TEXTE CHOISI
= = =
Ce mode de responsabilité des patrons a cependant été introduit dans les lois d’un petit pays, mais fort industriel  : la Suisse. Il est écrit dans la loi fédérale du 23 mars 1877 sur les fabriques, mais ne s’applique toutefois qu’à certaines industries. Malgré cela, il n’a cessé de soulever de très vives réclamations, à ce point qu’une grande association d’industriels, l’Union suisse du commerce et de l’industrie, disait de lui : « L’aggravation de la législation actuelle sur la responsabilité semble faite pour chasser les fabriques de notre pays. » Quant aux ouvriers, ils en ont immédiatement senti les effets parce que les patrons ont congédié ceux qui, étant plus faibles ou moins habiles, se trouvaient exposés surtout à être victimes par inaptitude ou maladresse de leur part. Si bien que ce système imaginé, disait-on, dans l’intérêt des ouvriers, a eu pour premier effet d’ôter leurs moyens d’existence aux plus intéressants d’entre eux.

La loi, d’ailleurs, fonctionne mal, souvent éludée par les intéressés avec la connivence des autorités locales et blâmée même par les purs théoriciens qui lui reprochent de s’appliquer à une partie seulement des ateliers et d’être par suite inégale. Les difficultés qu’elles soulève ne font pas prévoir qu’elle doive être étendue et le système, après avoir été fort en faveur, même hors de Suisse, n’a plus guère de partisans  ; un autre système a pour lui la vogue, c’est le système de l’assurance obligatoire.

3. L’assurance obligatoire.

Ses partisans y voient une solution de toutes les difficultés pratiques qui rendent si ardue cette question des accidents du travail. Ne recherchons plus, disent-ils, à qui peut incomber la faute  ; il est difficile de le constater et d’en faire la preuve  ; d’ailleurs la plus grande partie des accidents est due à des cas fortuits. Considérons qu’une réparation est due à l’ouvrier blessé et on ajoute d’ordinaire, admettons qu’elle doit être à la charge non de tel ou tel patron qui peut-être n’y saurait suffire, mais de tous ceux du métier ; tenons les indemnités dues pour une charge de l’industrie entière dont ainsi chaque patron supportera sa part, part proportionnée à l’importance de sa maison. Quant au blessé, il aura droit à une indemnité fixe en rapport à la fois avec le dommage souffert et avec son salaire, mais connue d’avance. Ainsi les procès sont évités et avec eux les surprises qu’amènent souvent les décisions judiciaires  ; l’ouvrier n’a plus à attendre un long temps, il est secouru de suite. Tous ces avantages sont obtenus en appliquant seulement le principe de l’assurance, mais en l’appliquant forcément.
= = =
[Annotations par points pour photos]
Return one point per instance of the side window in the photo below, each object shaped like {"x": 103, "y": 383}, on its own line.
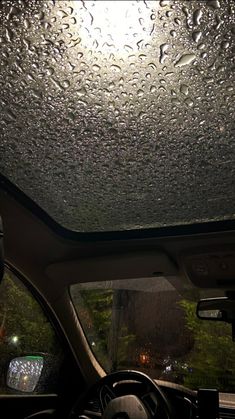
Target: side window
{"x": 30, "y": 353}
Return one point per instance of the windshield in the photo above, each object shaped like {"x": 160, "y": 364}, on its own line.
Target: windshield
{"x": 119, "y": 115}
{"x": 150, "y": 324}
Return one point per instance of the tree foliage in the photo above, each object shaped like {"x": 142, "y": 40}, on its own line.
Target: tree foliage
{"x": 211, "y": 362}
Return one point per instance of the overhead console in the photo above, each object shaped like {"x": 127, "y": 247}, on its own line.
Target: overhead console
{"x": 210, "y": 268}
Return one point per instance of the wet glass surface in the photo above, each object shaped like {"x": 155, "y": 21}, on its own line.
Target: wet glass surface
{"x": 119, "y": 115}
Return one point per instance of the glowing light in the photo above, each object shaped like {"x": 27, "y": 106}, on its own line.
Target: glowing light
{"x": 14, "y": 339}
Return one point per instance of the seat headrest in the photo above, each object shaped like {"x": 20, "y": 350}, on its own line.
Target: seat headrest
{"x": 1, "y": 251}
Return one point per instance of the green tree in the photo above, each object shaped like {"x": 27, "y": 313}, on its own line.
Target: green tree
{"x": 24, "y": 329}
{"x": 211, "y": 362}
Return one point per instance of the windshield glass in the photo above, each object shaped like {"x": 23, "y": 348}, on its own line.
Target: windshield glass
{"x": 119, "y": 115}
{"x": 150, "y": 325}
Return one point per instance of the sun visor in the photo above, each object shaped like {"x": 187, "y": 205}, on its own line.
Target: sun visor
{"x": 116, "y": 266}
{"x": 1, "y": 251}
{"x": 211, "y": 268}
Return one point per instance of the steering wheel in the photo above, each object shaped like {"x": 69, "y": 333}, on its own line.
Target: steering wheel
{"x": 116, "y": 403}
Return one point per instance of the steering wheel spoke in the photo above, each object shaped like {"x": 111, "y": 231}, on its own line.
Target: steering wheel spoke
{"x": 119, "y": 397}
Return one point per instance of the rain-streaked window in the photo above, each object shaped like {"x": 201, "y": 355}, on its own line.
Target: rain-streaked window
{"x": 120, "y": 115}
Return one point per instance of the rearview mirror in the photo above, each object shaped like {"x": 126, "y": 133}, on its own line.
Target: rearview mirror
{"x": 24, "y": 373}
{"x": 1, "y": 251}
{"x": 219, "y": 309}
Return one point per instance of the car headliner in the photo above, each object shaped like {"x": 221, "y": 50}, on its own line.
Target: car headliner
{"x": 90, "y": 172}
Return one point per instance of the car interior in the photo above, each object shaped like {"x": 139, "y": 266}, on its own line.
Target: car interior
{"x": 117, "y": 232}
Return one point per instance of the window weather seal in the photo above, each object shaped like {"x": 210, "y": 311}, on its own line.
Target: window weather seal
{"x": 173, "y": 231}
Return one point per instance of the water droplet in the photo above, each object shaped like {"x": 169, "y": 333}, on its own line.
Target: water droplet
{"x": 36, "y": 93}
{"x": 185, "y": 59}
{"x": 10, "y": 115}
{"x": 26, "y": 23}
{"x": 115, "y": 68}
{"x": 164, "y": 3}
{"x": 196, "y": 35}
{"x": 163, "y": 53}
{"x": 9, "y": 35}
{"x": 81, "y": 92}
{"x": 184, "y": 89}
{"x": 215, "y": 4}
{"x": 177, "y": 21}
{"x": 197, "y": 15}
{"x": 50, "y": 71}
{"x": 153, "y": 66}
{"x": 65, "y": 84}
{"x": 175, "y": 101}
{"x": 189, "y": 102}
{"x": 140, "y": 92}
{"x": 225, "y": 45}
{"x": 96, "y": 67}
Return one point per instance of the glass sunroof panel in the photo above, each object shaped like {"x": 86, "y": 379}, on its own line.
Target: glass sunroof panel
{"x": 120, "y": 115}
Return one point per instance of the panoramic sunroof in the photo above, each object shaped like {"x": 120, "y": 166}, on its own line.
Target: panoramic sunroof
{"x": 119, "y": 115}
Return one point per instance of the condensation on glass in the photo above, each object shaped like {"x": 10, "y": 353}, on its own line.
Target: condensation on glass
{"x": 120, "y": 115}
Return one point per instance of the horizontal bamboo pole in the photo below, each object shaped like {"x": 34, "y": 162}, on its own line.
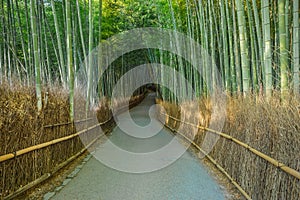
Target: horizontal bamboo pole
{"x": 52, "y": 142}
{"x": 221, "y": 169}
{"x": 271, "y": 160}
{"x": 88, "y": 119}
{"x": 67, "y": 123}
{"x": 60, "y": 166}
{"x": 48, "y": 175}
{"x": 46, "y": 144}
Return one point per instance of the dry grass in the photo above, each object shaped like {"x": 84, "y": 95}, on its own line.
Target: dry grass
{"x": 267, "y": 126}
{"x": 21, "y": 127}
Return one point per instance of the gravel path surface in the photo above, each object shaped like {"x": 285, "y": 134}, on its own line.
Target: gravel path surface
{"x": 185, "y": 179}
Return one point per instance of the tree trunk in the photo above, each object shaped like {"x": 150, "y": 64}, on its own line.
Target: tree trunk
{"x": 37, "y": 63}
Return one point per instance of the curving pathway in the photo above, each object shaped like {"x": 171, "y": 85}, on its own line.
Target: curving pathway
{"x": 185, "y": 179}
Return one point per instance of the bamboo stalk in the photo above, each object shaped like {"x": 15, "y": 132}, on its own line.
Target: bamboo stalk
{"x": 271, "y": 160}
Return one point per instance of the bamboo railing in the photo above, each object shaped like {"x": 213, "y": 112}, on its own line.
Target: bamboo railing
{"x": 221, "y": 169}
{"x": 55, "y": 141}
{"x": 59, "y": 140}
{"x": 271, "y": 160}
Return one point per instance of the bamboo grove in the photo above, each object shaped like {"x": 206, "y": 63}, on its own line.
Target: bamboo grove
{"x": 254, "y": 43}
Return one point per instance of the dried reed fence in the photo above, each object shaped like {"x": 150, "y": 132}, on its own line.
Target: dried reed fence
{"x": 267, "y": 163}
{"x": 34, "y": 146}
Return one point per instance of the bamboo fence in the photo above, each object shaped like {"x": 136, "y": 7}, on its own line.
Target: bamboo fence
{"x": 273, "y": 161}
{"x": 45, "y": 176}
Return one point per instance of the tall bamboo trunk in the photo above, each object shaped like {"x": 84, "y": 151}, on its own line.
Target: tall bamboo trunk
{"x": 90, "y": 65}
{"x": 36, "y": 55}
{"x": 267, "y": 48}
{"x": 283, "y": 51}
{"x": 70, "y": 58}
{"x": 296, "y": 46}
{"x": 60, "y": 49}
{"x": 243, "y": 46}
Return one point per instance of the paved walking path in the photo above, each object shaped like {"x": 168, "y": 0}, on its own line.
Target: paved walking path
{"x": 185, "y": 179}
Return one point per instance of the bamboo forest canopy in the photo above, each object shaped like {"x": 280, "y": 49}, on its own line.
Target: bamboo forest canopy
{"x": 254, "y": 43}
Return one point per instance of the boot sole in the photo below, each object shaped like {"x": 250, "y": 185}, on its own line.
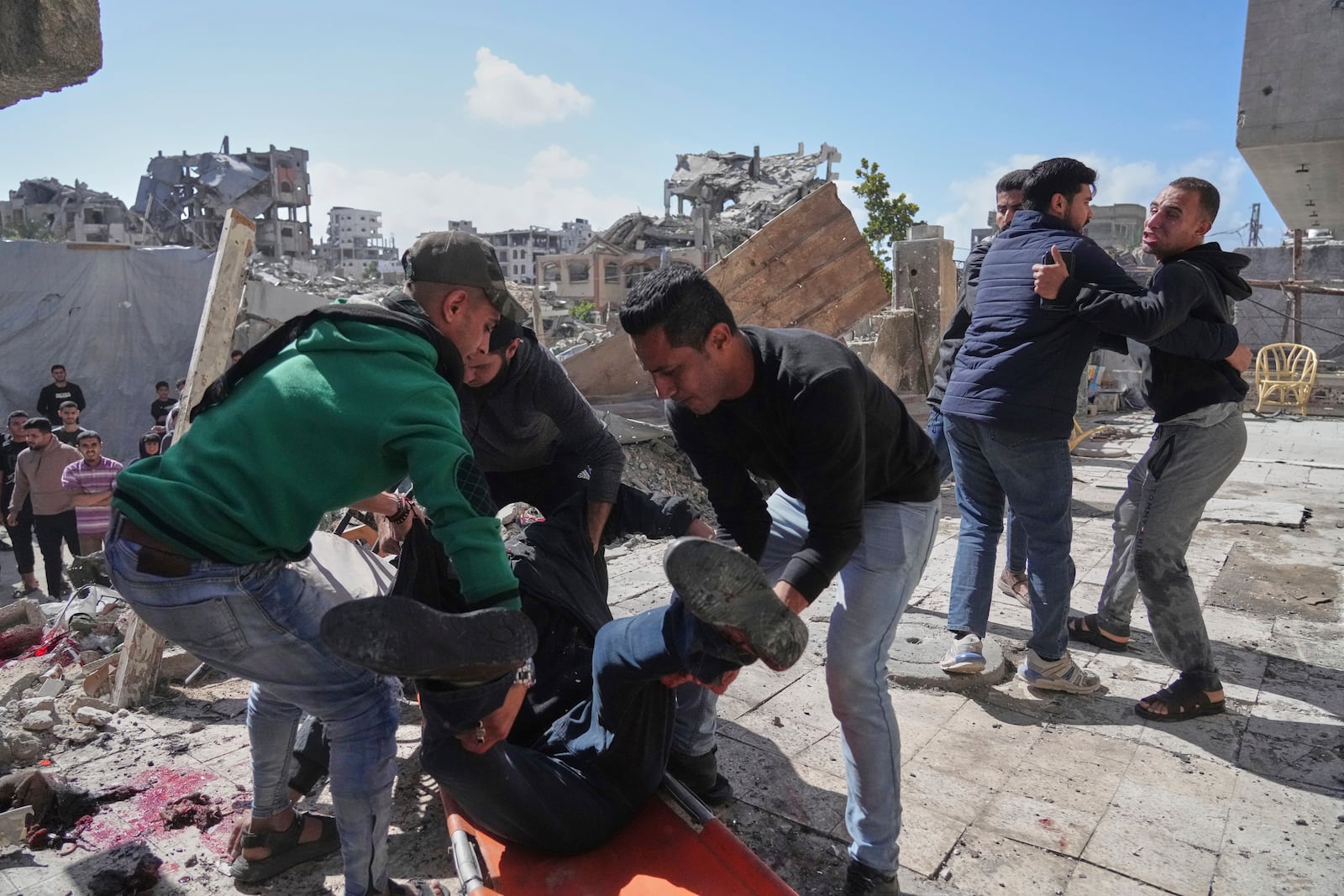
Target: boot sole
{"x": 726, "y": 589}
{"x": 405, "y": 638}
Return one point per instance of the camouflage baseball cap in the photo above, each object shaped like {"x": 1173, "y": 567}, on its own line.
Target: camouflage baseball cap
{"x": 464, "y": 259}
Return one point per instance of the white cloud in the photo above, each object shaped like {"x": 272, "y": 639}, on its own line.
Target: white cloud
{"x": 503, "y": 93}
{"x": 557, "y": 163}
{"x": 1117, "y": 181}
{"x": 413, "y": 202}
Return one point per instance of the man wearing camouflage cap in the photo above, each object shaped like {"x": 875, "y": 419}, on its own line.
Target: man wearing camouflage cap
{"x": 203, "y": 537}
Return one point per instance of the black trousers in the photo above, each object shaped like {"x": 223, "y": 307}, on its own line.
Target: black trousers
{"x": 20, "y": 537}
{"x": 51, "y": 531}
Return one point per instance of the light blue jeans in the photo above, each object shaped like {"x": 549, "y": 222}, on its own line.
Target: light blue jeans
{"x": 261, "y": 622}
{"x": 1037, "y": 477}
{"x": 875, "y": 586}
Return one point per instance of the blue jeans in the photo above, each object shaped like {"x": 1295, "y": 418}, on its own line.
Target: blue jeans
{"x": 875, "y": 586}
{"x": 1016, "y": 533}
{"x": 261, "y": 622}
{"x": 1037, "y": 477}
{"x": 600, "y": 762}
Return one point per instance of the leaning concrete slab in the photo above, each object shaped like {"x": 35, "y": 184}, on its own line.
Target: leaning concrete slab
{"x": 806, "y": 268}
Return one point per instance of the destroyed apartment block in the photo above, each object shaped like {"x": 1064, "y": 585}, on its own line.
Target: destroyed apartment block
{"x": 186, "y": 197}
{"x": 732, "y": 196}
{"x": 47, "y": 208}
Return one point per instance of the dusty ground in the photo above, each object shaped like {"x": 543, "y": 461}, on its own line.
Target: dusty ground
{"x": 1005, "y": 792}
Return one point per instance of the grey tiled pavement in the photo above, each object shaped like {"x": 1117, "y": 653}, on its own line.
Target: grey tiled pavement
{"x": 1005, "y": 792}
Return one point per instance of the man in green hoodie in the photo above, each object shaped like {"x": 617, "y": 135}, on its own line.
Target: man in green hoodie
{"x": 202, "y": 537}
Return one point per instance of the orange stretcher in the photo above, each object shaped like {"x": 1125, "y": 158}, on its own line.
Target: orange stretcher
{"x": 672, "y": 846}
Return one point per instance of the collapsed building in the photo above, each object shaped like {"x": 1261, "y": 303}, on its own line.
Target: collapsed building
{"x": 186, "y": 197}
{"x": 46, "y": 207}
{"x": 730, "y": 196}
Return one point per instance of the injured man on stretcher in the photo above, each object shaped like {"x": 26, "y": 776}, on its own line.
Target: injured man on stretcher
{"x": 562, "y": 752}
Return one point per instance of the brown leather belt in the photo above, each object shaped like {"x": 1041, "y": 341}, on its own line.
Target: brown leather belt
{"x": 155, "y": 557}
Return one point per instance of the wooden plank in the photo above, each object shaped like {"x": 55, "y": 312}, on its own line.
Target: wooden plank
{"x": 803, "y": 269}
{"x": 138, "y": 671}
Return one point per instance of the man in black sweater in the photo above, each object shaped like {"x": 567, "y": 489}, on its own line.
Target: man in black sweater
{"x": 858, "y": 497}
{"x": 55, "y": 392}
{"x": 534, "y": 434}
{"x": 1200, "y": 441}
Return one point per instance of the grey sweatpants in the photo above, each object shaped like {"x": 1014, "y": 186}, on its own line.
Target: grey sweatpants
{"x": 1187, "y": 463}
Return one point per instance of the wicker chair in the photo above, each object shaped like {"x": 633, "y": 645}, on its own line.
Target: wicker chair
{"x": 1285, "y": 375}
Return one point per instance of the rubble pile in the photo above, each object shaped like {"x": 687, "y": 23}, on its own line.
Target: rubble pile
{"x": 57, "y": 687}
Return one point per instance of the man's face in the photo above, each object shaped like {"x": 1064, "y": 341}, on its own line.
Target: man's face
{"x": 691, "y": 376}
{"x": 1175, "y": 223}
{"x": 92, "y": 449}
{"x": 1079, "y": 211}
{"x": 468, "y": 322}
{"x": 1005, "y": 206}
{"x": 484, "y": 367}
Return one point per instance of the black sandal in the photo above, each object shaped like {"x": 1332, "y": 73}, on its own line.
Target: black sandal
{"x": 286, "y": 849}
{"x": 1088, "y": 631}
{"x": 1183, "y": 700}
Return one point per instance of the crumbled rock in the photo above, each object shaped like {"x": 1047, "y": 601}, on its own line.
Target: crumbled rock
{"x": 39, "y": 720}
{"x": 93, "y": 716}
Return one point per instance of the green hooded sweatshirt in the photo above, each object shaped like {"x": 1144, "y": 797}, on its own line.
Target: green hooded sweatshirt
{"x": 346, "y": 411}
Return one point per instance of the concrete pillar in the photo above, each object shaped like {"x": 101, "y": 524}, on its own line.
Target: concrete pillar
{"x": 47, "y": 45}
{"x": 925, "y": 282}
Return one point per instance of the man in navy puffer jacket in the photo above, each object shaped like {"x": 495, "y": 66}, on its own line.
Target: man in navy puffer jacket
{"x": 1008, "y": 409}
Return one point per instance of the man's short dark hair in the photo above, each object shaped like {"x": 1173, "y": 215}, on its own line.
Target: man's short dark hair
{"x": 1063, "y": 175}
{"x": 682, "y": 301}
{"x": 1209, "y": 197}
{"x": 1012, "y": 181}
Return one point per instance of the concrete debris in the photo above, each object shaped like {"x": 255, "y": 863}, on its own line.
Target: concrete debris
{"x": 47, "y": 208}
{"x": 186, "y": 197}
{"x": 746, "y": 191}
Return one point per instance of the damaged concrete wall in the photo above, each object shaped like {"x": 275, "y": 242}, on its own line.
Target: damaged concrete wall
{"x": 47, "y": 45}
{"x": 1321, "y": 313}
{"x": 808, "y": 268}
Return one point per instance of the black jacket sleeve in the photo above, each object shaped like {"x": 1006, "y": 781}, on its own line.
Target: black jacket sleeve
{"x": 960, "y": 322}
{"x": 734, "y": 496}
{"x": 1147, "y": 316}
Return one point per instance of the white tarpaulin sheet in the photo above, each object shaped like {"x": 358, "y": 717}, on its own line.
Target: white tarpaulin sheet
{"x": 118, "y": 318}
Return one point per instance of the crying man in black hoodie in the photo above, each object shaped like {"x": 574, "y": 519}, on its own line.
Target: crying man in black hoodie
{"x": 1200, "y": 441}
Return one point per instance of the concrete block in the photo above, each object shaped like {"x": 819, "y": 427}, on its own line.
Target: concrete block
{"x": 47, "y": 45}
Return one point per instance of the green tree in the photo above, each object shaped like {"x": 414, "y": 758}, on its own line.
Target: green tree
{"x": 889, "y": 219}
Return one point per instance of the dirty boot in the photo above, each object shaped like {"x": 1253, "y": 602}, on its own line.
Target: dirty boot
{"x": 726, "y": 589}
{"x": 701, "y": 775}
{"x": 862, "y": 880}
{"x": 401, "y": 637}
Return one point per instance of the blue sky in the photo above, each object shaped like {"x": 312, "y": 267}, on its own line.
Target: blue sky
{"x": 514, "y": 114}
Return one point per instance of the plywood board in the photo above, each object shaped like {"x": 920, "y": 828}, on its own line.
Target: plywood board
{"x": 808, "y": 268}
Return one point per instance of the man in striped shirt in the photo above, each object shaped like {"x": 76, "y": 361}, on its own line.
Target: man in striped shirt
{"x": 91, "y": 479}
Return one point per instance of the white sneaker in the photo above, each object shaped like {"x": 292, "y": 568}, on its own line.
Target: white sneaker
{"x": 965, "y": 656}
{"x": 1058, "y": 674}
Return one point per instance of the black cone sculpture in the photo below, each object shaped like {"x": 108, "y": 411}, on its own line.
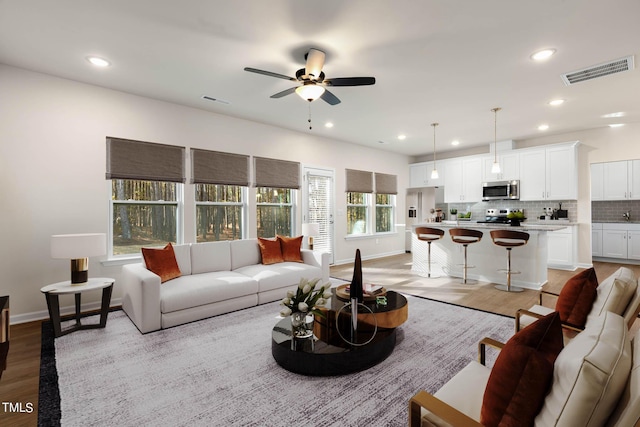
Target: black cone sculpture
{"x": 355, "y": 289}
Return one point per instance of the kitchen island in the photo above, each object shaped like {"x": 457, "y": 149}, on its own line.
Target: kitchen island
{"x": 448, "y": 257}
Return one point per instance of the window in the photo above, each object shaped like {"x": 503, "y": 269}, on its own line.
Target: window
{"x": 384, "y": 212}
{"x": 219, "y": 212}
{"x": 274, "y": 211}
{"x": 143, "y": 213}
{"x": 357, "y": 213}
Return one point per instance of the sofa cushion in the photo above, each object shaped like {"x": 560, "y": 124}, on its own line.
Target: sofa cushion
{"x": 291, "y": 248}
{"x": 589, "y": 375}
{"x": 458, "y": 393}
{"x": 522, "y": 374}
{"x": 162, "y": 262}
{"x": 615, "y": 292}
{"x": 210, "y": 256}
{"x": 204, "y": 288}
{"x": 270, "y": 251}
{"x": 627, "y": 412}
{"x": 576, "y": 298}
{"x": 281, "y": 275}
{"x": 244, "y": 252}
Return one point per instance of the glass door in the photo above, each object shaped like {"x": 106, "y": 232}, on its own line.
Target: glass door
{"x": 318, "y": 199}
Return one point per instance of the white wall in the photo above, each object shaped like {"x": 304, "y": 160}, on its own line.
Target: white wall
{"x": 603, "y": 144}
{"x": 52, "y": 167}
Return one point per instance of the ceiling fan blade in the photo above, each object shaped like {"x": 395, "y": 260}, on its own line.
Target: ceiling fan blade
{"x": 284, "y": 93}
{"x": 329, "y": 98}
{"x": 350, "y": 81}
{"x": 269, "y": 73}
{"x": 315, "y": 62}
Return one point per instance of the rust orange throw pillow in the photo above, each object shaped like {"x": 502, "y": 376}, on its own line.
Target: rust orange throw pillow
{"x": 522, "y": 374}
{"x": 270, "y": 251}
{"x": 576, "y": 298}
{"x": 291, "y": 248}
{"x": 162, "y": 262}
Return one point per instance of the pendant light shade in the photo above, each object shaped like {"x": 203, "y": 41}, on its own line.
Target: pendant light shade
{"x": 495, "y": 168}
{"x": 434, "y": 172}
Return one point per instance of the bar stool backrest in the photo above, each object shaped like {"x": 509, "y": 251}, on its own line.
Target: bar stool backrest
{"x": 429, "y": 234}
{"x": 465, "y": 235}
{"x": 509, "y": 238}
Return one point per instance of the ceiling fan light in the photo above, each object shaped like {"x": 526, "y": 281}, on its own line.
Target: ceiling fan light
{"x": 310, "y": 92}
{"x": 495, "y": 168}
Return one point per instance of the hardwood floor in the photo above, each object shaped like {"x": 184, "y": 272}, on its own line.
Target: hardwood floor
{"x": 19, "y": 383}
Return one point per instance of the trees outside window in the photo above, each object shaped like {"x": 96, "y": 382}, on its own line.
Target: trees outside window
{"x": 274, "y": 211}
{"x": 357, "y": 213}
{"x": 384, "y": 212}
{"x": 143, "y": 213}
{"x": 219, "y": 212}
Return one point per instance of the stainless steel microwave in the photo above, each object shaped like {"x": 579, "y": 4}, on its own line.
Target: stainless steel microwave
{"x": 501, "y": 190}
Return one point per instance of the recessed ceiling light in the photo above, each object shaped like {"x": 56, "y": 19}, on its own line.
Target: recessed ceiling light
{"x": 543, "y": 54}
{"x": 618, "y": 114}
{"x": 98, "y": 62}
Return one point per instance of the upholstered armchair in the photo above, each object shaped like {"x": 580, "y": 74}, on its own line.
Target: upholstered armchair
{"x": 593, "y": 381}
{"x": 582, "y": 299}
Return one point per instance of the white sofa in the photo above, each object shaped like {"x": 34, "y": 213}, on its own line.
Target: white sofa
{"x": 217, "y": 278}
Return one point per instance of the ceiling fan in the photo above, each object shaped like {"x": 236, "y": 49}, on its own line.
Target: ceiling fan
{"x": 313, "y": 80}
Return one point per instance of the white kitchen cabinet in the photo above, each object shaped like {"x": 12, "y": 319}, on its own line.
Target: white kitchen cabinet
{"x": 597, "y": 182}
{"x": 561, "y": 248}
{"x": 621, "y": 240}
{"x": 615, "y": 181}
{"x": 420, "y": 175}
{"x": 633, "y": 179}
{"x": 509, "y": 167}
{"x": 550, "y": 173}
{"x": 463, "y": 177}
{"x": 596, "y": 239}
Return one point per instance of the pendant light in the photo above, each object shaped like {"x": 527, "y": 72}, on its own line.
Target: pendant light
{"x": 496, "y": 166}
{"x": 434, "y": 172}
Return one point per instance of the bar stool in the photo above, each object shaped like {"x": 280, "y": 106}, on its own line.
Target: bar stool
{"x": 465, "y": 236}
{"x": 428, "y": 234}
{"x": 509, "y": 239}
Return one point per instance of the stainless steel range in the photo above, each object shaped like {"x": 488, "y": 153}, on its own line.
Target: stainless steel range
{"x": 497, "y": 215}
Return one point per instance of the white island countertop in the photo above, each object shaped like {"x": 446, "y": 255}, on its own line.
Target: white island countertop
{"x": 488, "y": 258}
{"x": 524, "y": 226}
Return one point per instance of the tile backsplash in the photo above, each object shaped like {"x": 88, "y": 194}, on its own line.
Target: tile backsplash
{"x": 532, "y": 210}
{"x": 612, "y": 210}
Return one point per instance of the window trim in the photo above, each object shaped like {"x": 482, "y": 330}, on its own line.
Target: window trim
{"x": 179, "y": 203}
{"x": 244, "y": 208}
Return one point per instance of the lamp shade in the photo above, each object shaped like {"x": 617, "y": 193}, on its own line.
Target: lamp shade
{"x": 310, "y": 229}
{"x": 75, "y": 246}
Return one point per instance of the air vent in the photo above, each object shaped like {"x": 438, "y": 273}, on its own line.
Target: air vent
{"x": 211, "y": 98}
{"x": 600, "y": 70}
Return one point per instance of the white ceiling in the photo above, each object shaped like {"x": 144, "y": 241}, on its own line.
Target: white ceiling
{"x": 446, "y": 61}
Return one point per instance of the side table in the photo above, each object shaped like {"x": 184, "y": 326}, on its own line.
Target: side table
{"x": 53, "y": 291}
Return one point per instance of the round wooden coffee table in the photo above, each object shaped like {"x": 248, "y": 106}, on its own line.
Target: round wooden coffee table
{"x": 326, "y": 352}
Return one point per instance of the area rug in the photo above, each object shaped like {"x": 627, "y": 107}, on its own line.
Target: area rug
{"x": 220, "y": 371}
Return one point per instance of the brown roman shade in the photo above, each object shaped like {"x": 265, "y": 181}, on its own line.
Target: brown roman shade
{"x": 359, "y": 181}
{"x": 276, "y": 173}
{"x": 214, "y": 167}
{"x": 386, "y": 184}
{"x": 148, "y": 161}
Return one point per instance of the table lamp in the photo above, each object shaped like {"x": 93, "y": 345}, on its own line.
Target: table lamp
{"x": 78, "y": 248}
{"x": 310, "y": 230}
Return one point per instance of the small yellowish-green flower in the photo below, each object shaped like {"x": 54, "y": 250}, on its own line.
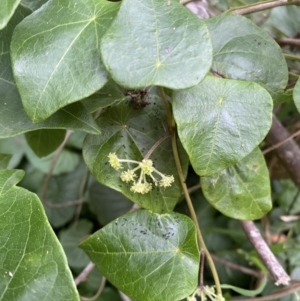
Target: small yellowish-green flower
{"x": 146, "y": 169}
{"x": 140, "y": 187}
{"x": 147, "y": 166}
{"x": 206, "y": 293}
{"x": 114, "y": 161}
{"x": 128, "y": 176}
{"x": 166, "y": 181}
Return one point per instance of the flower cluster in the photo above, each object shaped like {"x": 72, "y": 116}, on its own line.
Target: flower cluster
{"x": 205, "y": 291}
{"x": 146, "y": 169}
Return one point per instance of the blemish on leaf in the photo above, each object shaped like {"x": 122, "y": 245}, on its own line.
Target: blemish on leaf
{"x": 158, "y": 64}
= = =
EXERCICE COURT A
Répondez aux questions suivantes sur le texte choisi, en marquant vos réponses de la même façon :
(i) De quelle date est la loi fédérale suisse sur les fabriques ?
(ii) Quelle association d'industriels a critiqué l'aggravation de la responsabilité ?
(iii) Selon les partisans de l'assurance obligatoire, qui doit supporter la charge des indemnités ?
EXERCICE COURT B
Prolongez le texte sur les accidents du travail au-delà de sa dernière phrase.
Les lignes n'interviennent pas dans ce travail.

CORRIGÉ A
(i) Du 23 mars 1877.
(ii) L'Union suisse du commerce et de l'industrie.
(iii) Tous les patrons du métier, chacun pour une part proportionnée à l'importance de sa maison.

CORRIGÉ B
Ce régime est appliqué en Allemagne depuis douze ans, en Autriche et depuis peu en Danemark. C’est l’exemple de l’Allemagne qui est le plus souvent cité et qui est aussi le plus fort  : cherchons donc ce que ce régime a produit en Allemagne. Nous trouvons les derniers chiffres parus dans une publication de notre Office du travail (sorte de bureau de statistique établi au ministère du commerce) qui a pour titre  : Étude sur les derniers résultats des assurances sociales en Allemagne et en Autriche  : accidents, paru en décembre 1894).

A. L’assurance obligatoire en Allemagne. — Elle a été organisée par la loi du juillet 1884, dont le mécanisme a été exposé en détail (V. État-Assurances). Rappelons-en sommairement le contexte. Tous les chefs d’industrie, et on entend par là tous ceux qui occupent même un seul salarié, sont tenus de faire partie de la « Corporation » du métier. Ces corporations sont des associations comprenant les patrons d’une même profession ou de professions similaires exerçant dans tout l’empire ou dans une partie seulement de l’empire ; les corporations ont pu, au début, se former à leur guise, mais le pouvoir public a érigé d’autorité en corporations ceux qui ne s’étaient pas groupés d’eux-mêmes.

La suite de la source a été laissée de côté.